-- begin Extract to read --

Oh. Were we supposed to look at those maps with that much detail, and make some unfounded assumptions? If so, my answer on the poll might have been "no".

But I don't think that's reasonable. By giving those maps a quick look-over and not making any other assumptions, those maps looks pretty darn cool. I'm a fan of dungeon-crawling, so what I see there looks like it could be pretty fun.

So my vote is a definite "yes". It looks like a blast, to me.


----------



## Joshua Randall (Jun 20, 2006)

As others have said, maps alone do not make for a fun adventure. Perhaps some really extreme maps can make an adventure more or less fun on the margin, but it's the DM and players who really create the core of the fun.

Umm, did that make any sense?


----------



## grodog (Jun 21, 2006)

Given Melan's hints, if Quasqueston doesn't let the cat out of the bag, someone else will have to soon, I think, if only to be fair to the rest of the posters.


----------



## Umbran (Jun 21, 2006)

grodog said:
			
		

> Given Melan's hints, if Quasqueston doesn't let the cat out of the bag, someone else will have to soon, I think, if only to be fair to the rest of the posters.




What "fair"?  They're maps.  Maybe there's an adventure attached to them.  Big fat hairy dieal.  Even if that adventure were written by Gygax, it isn't exactly hype-worthy.


----------



## Psion (Jun 21, 2006)

Shadowslayer said:
			
		

> I voted no, but me and my guys don't do mega-dungeons. That looks like a mega dungeon.




I said maybe, for similar reasons.

-- end Extract to read --
-- begin Material --

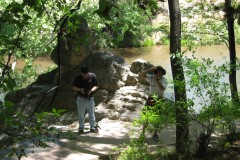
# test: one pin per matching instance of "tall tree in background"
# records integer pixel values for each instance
(232, 49)
(182, 131)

-- end Material --

_Instructions:_
[1] Name every poster whose name appears in a post header in the forum thread.
[2] Reproduce verbatim the stretch of the forum thread from "As others have" through "make any sense?".

_Task results:_
[1] Joshua Randall, grodog, Umbran, Psion

[2]
As others have said, maps alone do not make for a fun adventure. Perhaps some really extreme maps can make an adventure more or less fun on the margin, but it's the DM and players who really create the core of the fun.

Umm, did that make any sense?